Going under 4 Probes is 100% a mistake, the information the card provides, the card it draws and the fact that it is fuel for Become Immense is just too strong not too play 4 of. I also wholeheartedly disagree about cutting Distortion Strike. Abzan is real the deck, Affinity has lots of chump blocker and so does Dredge.
The introductory paragraph to this article made me chuckle. Well done. As for the lists themselves…
1. As others have noted above me, the meta has plenty of fliers, so cutting Distortion Strike is rather dangerous at the moment. What creatures do you fear so much that you feel you need Dismember in the main? Also note that the card is atrocious against Burn, which is a matchup where you need all the help you can get to begin with.
2. Why is Kessig Wolf Run in your Jund list? Is it to keep a late Goyf from being chump-blocked? Because that feels rather marginal.
3. Why is Elspeth, Sun’s Champion in your Eldrazi list over something like World Breaker? You can find it with Stirrings, cast it about as fast as Elspeth, and it more definitively answers removal-heavy matchups (which is what I assume you’d be siding in Elspeth for – this isn’t a control deck, after all).

● Dataset records:
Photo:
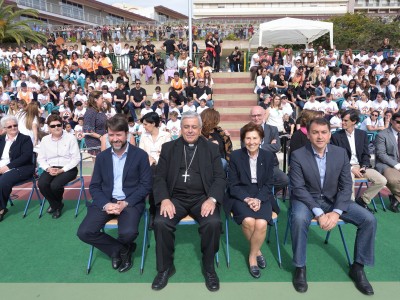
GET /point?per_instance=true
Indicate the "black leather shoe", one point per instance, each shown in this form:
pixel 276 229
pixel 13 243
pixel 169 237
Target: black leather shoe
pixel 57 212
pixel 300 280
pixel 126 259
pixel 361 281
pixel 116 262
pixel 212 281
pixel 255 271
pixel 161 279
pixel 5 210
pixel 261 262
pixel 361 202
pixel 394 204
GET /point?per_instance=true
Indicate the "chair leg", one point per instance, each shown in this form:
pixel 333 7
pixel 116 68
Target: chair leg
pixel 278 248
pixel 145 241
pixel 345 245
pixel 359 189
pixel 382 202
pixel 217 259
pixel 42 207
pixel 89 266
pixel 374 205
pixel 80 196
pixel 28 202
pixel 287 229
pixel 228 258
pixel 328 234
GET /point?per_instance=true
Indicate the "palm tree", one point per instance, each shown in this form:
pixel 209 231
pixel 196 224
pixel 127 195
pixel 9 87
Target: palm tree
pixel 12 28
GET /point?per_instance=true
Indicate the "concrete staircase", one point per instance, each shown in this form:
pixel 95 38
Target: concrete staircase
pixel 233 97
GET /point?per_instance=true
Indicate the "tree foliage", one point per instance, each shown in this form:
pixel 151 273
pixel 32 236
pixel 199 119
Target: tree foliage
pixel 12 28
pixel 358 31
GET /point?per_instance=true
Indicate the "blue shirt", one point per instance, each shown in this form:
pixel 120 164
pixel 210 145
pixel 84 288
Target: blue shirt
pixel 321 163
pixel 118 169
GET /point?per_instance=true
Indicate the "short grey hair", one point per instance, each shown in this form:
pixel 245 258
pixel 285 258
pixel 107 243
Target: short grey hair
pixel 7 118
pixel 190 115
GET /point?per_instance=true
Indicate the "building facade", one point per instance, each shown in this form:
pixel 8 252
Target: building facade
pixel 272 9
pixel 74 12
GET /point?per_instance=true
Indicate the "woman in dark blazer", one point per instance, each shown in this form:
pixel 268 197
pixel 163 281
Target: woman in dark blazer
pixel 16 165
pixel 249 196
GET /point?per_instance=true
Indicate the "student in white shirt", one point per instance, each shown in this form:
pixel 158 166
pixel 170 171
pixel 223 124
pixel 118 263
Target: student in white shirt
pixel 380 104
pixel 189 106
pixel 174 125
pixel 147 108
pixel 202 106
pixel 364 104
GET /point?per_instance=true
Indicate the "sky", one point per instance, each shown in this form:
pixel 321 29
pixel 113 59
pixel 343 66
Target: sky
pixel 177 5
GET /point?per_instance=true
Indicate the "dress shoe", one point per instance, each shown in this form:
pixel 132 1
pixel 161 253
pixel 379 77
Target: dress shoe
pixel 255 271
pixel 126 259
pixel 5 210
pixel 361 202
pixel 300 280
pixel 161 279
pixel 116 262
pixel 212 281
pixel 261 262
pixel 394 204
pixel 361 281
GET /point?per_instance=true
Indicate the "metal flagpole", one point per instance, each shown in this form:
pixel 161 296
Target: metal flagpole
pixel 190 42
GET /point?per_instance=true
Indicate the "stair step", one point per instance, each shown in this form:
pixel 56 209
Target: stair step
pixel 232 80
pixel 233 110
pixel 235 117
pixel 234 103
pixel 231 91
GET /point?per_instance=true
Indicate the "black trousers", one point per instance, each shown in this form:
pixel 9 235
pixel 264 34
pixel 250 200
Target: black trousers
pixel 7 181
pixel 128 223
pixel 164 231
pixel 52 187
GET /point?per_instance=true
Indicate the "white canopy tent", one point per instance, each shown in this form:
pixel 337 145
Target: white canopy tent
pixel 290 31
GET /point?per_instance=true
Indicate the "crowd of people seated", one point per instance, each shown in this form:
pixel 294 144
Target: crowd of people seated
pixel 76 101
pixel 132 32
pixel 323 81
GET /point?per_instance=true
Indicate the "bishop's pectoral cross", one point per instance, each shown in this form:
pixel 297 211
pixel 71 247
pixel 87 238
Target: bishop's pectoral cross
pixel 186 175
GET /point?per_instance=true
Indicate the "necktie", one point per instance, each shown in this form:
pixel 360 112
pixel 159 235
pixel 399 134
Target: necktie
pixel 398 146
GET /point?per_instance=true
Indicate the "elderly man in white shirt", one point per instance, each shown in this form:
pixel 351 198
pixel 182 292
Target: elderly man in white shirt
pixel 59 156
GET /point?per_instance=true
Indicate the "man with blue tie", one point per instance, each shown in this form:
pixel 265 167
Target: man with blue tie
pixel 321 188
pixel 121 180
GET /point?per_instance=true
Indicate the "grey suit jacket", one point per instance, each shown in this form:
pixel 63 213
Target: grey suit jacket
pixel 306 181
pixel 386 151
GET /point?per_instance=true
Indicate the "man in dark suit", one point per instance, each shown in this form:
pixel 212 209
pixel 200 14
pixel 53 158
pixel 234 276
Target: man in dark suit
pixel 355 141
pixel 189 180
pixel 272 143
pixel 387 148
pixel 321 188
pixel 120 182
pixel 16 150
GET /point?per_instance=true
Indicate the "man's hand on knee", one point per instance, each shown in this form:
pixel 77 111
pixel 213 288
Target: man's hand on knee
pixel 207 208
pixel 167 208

● Complete the following:
1: Please reproduce the comments on the deck lists from "Going under 4" up to and including "to begin with.".
2: Based on the comments on the deck lists, decide whether each statement is true. Answer yes or no and quote the exact words that decide it.
(a) The first commenter agrees with cutting Distortion Strike.
(b) A commenter found the introductory paragraph of the article amusing.
(c) Kessig Wolf Run appears in the Eldrazi list.
3: Resume the comments on the deck lists after their last sentence and keep writing in the same vein.

● Answers to the exercises:
1:
Going under 4 Probes is 100% a mistake, the information the card provides, the card it draws and the fact that it is fuel for Become Immense is just too strong not too play 4 of. I also wholeheartedly disagree about cutting Distortion Strike. Abzan is real the deck, Affinity has lots of chump blocker and so does Dredge.
The introductory paragraph to this article made me chuckle. Well done. As for the lists themselves…
1. As others have noted above me, the meta has plenty of fliers, so cutting Distortion Strike is rather dangerous at the moment. What creatures do you fear so much that you feel you need Dismember in the main? Also note that the card is atrocious against Burn, which is a matchup where you need all the help you can get to begin with.

2:
(a) No: "I also wholeheartedly disagree about cutting Distortion Strike."
(b) Yes: "The introductory paragraph to this article made me chuckle."
(c) No: "Why is Kessig Wolf Run in your Jund list?"

3:
The Jund and Eldrazi lists were not his if you look between the parentheses
That’s a good point, but I’m sure he could have pulled up another example list without those oddball flex choices.
I can’t help smiling whenever one of the authors here talks about the awesomeness of Blossoming Defense as though it’s super obvious and everybody knows it’s the bee’s knees; when I’m pretty sure it was on this very site that during previews I read that it was overhyped and didn’t do enough and Vines/Blessing are better so it won’t find a home in Infect.
Hee hee. 😀
I mean nobody gets a cookie for predicting whether a card has an impact or not. What’s the point of “gloating.”